Given request A →
Output the passage of the text on novel openings from "The same can" to "time is up." word for word.

>> BEGIN Source text

There is a lot of buzz around town about a new business that recently opened in my community. From what I hear, it’s already booming just a few weeks in. This new business is a cocktail lounge, and while I’m not familiar with what it takes to open a lounge, I couldn’t help but notice that the owners spent a great deal of time preparing for the grand opening. Every time I passed by, they were working on making it look good. They knew that if they wanted customers to return, they would need to plan a fabulous opening that would make customers want more.

The same can be applied to the opening of a novel. If you want a reader to continue reading, then your opening must be grand.

When I say grand, I don’t mean complicated. I just mean the opening needs to succinctly give the reader a taste of what’s to come and make them want more. I have had the pleasure of being a judge in several writing contests, and I have noticed that most openings of unpublished manuscripts are lackluster and do very little to set the tone or hook you in. In fact, if I were not a judge, I would not read past any of those openings. That’s not good news since in the publishing field, writers must grab an editor from the first page, if not the first paragraph – even the first sentence – or your time is up.

If your beginning is not grand enough, it doesn’t matter how well you’ve written the rest of the story. The editor will never know. So how can you make sure that your opening is grand? Here are five steps to help guide you.

>> END Source text
>> BEGIN Material

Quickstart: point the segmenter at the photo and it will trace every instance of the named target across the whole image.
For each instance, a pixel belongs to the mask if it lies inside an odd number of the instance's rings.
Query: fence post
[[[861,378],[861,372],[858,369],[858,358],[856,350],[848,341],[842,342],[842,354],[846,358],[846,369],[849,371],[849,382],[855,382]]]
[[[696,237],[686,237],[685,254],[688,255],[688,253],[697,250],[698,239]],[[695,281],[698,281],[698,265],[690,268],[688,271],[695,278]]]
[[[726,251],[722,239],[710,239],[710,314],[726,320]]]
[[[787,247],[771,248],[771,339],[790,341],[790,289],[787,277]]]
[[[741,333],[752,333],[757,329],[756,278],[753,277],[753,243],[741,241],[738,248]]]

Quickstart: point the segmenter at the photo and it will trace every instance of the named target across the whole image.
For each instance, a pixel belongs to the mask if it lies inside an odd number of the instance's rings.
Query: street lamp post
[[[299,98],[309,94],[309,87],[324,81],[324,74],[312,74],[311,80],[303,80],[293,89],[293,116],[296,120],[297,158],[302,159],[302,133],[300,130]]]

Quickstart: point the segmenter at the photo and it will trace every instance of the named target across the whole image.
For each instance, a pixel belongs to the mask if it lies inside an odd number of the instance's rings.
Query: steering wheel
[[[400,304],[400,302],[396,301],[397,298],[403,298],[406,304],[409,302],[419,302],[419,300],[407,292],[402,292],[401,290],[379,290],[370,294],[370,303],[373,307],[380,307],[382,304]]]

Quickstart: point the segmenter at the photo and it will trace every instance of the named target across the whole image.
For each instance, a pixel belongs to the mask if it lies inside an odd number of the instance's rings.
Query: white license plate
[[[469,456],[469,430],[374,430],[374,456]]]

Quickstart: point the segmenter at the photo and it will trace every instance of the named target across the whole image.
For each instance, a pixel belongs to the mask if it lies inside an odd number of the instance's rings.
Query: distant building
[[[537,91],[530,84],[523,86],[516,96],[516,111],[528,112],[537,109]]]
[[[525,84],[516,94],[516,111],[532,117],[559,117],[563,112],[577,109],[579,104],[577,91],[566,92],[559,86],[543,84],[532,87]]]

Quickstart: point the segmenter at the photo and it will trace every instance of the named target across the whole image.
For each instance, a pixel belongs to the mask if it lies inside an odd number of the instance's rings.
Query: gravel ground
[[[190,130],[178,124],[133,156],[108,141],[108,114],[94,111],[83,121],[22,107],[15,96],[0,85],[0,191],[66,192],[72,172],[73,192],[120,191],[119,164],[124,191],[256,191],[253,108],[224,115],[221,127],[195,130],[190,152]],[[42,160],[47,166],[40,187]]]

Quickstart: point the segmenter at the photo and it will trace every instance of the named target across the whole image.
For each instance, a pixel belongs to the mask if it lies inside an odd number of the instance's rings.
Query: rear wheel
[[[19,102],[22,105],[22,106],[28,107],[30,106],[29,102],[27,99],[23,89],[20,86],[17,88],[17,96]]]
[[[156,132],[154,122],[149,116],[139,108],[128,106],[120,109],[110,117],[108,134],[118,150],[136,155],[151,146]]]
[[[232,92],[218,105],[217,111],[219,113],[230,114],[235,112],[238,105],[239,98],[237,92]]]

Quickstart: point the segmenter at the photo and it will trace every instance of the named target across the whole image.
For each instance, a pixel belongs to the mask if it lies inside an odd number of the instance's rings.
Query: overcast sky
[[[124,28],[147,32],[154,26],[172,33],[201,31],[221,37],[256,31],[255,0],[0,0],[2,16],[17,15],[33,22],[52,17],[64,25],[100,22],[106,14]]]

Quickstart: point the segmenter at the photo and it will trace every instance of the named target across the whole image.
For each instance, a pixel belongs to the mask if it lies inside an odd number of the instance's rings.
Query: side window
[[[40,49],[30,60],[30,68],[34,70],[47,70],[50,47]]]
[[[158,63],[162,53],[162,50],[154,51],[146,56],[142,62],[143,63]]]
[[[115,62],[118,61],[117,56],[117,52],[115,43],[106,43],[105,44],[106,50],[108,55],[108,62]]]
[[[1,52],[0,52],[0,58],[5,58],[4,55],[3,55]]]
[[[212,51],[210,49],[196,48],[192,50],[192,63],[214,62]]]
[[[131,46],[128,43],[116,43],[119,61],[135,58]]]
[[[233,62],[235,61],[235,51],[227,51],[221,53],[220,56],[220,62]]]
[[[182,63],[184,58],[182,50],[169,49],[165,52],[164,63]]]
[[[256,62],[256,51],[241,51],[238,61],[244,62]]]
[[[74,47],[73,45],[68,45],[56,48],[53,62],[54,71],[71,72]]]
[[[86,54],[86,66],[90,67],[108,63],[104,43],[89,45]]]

>> END Material

Given request B →
Extract every line of the rows that contains the string "wheel", treating case as significant.

Worked solution A →
The same can be applied to the opening of a novel. If you want a reader to continue reading, then your opening must be grand.

When I say grand, I don’t mean complicated. I just mean the opening needs to succinctly give the reader a taste of what’s to come and make them want more. I have had the pleasure of being a judge in several writing contests, and I have noticed that most openings of unpublished manuscripts are lackluster and do very little to set the tone or hook you in. In fact, if I were not a judge, I would not read past any of those openings. That’s not good news since in the publishing field, writers must grab an editor from the first page, if not the first paragraph – even the first sentence – or your time is up.

Worked solution B →
Query: steering wheel
Query: rear wheel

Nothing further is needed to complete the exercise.